◆ PROBLEM DESCRIPTION ◆
Word for word, and without a single picture, repeat the entries.

◆ INPUT DATA ◆

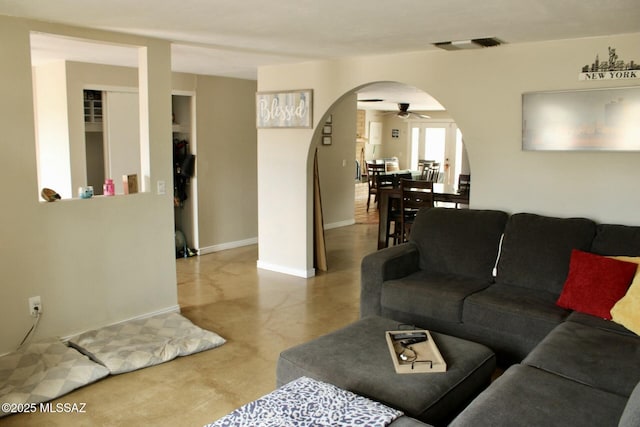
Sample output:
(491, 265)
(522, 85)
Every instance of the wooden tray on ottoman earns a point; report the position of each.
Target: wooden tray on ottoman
(414, 358)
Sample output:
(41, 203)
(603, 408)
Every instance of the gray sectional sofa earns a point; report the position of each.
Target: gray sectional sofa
(494, 278)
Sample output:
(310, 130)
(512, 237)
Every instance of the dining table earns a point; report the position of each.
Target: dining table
(445, 193)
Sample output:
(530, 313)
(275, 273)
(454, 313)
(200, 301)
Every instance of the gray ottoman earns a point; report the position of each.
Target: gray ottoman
(356, 358)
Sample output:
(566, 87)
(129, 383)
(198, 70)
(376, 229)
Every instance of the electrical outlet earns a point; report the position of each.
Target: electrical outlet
(35, 306)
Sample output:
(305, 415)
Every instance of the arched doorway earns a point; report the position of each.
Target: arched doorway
(405, 136)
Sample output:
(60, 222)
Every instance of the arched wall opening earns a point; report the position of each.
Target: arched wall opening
(335, 142)
(483, 90)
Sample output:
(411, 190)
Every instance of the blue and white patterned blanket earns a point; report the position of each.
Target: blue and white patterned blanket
(306, 402)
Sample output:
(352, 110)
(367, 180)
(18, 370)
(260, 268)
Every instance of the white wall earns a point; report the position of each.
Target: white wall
(226, 162)
(93, 262)
(482, 91)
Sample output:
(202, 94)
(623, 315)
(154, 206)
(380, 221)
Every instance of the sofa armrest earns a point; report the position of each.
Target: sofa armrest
(386, 264)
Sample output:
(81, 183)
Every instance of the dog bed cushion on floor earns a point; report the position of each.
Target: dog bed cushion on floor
(44, 370)
(145, 342)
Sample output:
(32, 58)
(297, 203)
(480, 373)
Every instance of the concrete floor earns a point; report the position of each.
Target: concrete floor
(260, 313)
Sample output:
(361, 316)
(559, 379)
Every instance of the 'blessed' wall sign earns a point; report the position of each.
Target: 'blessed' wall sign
(284, 109)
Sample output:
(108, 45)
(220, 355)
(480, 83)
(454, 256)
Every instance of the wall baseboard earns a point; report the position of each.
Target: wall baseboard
(229, 245)
(286, 270)
(339, 224)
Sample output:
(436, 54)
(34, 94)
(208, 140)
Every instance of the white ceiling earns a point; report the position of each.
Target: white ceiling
(233, 38)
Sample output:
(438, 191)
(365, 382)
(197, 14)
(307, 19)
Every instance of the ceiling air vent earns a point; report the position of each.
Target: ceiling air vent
(469, 44)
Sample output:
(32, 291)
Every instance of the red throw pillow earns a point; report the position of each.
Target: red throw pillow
(595, 283)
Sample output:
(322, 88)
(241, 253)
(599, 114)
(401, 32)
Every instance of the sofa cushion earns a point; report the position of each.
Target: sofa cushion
(631, 414)
(595, 283)
(596, 357)
(430, 294)
(463, 242)
(613, 239)
(627, 310)
(596, 322)
(536, 250)
(513, 310)
(526, 396)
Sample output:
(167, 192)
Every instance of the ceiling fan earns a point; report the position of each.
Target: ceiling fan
(404, 113)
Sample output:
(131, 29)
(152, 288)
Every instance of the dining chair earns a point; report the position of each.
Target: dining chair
(464, 185)
(374, 170)
(423, 167)
(415, 195)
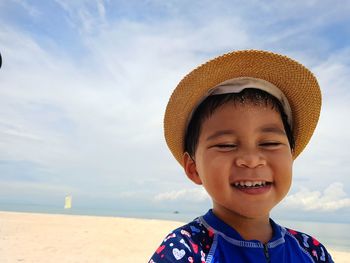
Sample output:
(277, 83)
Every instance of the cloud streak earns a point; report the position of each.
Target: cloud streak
(331, 199)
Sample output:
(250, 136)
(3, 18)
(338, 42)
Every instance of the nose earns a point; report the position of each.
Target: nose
(250, 159)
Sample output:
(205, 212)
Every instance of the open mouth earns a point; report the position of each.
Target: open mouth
(251, 184)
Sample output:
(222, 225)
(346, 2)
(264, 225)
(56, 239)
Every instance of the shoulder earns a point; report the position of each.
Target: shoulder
(189, 243)
(311, 246)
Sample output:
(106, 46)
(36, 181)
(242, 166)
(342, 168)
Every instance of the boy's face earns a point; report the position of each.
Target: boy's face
(240, 146)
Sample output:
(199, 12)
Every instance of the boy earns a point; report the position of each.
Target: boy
(235, 124)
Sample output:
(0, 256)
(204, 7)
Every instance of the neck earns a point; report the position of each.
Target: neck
(250, 228)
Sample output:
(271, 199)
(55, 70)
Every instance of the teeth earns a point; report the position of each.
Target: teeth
(250, 183)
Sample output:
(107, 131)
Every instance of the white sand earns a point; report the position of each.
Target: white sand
(26, 237)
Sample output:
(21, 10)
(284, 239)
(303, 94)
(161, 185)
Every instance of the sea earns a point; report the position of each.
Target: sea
(333, 235)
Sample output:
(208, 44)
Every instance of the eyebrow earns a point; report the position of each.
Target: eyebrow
(220, 133)
(264, 129)
(272, 129)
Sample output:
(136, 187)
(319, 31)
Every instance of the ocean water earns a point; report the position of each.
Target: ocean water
(331, 235)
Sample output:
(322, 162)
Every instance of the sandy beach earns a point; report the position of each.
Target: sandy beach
(28, 237)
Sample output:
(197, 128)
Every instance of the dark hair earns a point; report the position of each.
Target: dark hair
(212, 103)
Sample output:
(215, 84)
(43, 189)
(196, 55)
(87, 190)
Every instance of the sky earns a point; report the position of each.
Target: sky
(84, 85)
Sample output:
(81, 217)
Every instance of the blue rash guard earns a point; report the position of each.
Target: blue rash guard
(209, 239)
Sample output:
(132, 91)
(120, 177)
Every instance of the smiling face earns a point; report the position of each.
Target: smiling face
(243, 159)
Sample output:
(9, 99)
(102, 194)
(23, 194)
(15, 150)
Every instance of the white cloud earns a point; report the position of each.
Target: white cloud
(331, 199)
(195, 195)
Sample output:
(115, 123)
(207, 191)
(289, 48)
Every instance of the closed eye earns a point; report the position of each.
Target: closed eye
(270, 144)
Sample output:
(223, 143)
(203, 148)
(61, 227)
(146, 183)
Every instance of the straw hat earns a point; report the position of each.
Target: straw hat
(296, 82)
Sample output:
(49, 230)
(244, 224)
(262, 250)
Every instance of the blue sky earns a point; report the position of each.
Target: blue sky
(84, 86)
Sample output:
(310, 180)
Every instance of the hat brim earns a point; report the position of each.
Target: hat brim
(297, 83)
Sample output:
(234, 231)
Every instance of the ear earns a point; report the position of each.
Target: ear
(191, 169)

◆ OUTPUT OF THE EXERCISE ◆
Sample output:
(491, 265)
(522, 85)
Every instance of the wooden tray on ottoman earns a point; report the position of each.
Target: wooden tray on ottoman
(414, 358)
Sample output:
(41, 203)
(603, 408)
Every instance of the gray sectional sofa earns a point; report the position of each.
Target: gray sectional sofa
(494, 278)
Sample output:
(310, 130)
(512, 237)
Every instance of the dining table earns a point; report the position of each.
Target: dining table
(445, 193)
Sample output:
(530, 313)
(275, 273)
(454, 313)
(200, 301)
Every instance of the gray ottoman earns a point; report the position of each.
Target: gray ottoman
(356, 358)
Sample output:
(566, 87)
(129, 383)
(198, 70)
(376, 229)
Every instance of the electrical outlet earns a point; report the position of each.
Target: electrical outlet
(35, 306)
Sample output:
(305, 415)
Every instance of the arched doorway earns a point; report the position of each.
Target: arched doorway
(405, 136)
Sample output:
(60, 222)
Every instance of the arched wall opening earns a point; report the position of each.
Target: arched wall opening
(335, 142)
(483, 90)
Sample output:
(411, 190)
Every instance of the blue and white patterned blanket earns a point; report the position of each.
Target: blue and white patterned blanket
(306, 402)
Sample output:
(352, 110)
(367, 180)
(18, 370)
(260, 268)
Every instance of the white wall earns a point; report the position of each.
Target: white wall
(226, 162)
(93, 262)
(482, 91)
Sample output:
(202, 94)
(623, 315)
(154, 206)
(380, 221)
Every instance of the sofa armrest earns a point; report the position of each.
Target: sofa armrest
(386, 264)
Sample output:
(81, 183)
Every instance of the dog bed cushion on floor earns a point; report the position of each.
Target: dog bed cushion on floor
(44, 370)
(145, 342)
Sample output:
(32, 58)
(297, 203)
(480, 373)
Every instance of the concrete floor earns a point; report the position of each.
Target: concrete floor
(260, 313)
Sample output:
(361, 316)
(559, 379)
Every instance of the 'blessed' wall sign earns a point; report the position of each.
Target: 'blessed' wall sign
(284, 109)
Sample output:
(108, 45)
(220, 355)
(480, 83)
(454, 256)
Every instance of the wall baseboard earns a point; report the position of each.
Target: wall baseboard
(229, 245)
(286, 270)
(339, 224)
Sample output:
(436, 54)
(34, 94)
(208, 140)
Every instance of the white ceiling earns a point; report the position of each.
Target: white ceiling
(233, 38)
Sample output:
(438, 191)
(365, 382)
(197, 14)
(307, 19)
Every instance of the ceiling air vent earns a point; report the position of each.
Target: ceiling air vent
(469, 44)
Sample output:
(32, 291)
Every instance of the red throw pillow earns a point; report the position of each.
Target: red throw pillow
(595, 283)
Sample output:
(322, 88)
(241, 253)
(599, 114)
(401, 32)
Every instance of the sofa cushion earns a point; report the position of each.
Target: sofa cushion
(631, 414)
(595, 283)
(596, 357)
(430, 294)
(463, 242)
(613, 239)
(627, 310)
(596, 322)
(536, 250)
(513, 310)
(526, 396)
Sample output:
(167, 192)
Every instance of the ceiling fan earns a point; report the position of each.
Target: ceiling fan
(404, 113)
Sample output:
(131, 29)
(152, 288)
Every instance of the dining chair earns a point; report the position of each.
Target: dining chair
(464, 185)
(374, 170)
(423, 167)
(415, 195)
Sample output:
(277, 83)
Every instance of the cloud streak earns a point; report the position of each.
Target: cloud streak
(331, 199)
Sample output:
(250, 136)
(3, 18)
(338, 42)
Every instance of the nose earns a point; report the position of each.
Target: nose
(250, 159)
Sample output:
(205, 212)
Every instance of the open mouth earns a point; report the position of each.
Target: open mouth
(251, 184)
Sample output:
(222, 225)
(346, 2)
(264, 225)
(56, 239)
Every instance of the shoulder earns a point; report the position of each.
Target: shoulder
(189, 243)
(311, 246)
Sample output:
(106, 46)
(36, 181)
(242, 166)
(342, 168)
Every instance of the boy's face earns a point; report the position of each.
Target: boy's face
(240, 146)
Sample output:
(199, 12)
Every instance of the boy earns a point; report the position of each.
Target: boy
(235, 124)
Sample output:
(0, 256)
(204, 7)
Every instance of the neck earns a point; report the position of each.
Target: neck
(250, 228)
Sample output:
(271, 199)
(55, 70)
Every instance of the teeth earns a point; report the position of each.
Target: teeth
(250, 183)
Sample output:
(107, 131)
Every instance of the white sand earns a point; report the position of each.
Target: white sand
(26, 237)
Sample output:
(21, 10)
(284, 239)
(303, 94)
(161, 185)
Every instance of the sea earns a point; report the position of each.
Target: sea
(333, 235)
Sample output:
(208, 44)
Every instance of the eyebrow earns a point; report the position of each.
Target: eyebrow
(220, 133)
(264, 129)
(272, 129)
Sample output:
(136, 187)
(319, 31)
Every instance of the ocean water earns a point; report the position of each.
Target: ocean water
(331, 235)
Sample output:
(322, 162)
Every instance of the sandy beach earns a point; report the position of each.
Target: sandy beach
(28, 237)
Sample output:
(197, 128)
Every instance of the dark hair earns a point; report the position of each.
Target: dark hair
(212, 103)
Sample output:
(215, 84)
(43, 189)
(196, 55)
(87, 190)
Every instance of the sky earns a point; report the position of each.
Target: sky
(84, 85)
Sample output:
(81, 217)
Every instance of the blue rash guard earns a point; report the position of each.
Target: blue rash guard
(209, 239)
Sample output:
(132, 91)
(120, 177)
Every instance of the smiling face earns a point; report the position of each.
Target: smiling face
(243, 159)
Sample output:
(9, 99)
(102, 194)
(23, 194)
(15, 150)
Every instance of the white cloud earns a point; report the position of each.
Target: white cloud
(331, 199)
(195, 195)
Sample output:
(115, 123)
(207, 191)
(289, 48)
Every instance of the closed eye earns a point; report the position of each.
Target: closed eye
(270, 144)
Sample output:
(223, 143)
(203, 148)
(61, 227)
(146, 183)
Every instance of the straw hat earns a point; report the position of each.
Target: straw hat
(296, 82)
Sample output:
(49, 230)
(244, 224)
(262, 250)
Every instance of the blue sky earns a point; report the position of each.
Target: blue sky
(84, 86)
Sample output:
(310, 180)
Every instance of the hat brim earns a point; report the position of each.
Target: hat brim
(297, 83)
Sample output:
(234, 231)
Every instance of the ear earns a point; report the position of each.
Target: ear
(191, 169)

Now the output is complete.